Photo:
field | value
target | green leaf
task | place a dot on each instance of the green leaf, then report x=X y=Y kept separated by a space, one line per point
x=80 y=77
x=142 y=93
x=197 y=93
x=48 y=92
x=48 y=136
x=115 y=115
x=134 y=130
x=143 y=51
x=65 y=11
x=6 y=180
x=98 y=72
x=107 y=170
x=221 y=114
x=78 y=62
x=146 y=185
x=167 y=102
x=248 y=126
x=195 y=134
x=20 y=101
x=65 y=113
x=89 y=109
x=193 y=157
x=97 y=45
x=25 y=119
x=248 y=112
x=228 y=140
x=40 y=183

==============================

### Action item
The entries above must be copied verbatim. Leave none out.

### Exercise answer
Photo:
field | value
target | green leaf
task | place a dot on each instance of the green leaf, then report x=X y=Y kept separated by a space, one line per point
x=80 y=77
x=142 y=93
x=197 y=93
x=48 y=92
x=48 y=136
x=115 y=115
x=134 y=130
x=143 y=51
x=65 y=11
x=6 y=180
x=98 y=72
x=107 y=170
x=221 y=114
x=78 y=62
x=146 y=185
x=167 y=102
x=248 y=126
x=195 y=134
x=20 y=101
x=65 y=113
x=89 y=109
x=193 y=157
x=97 y=45
x=25 y=119
x=248 y=112
x=228 y=140
x=40 y=183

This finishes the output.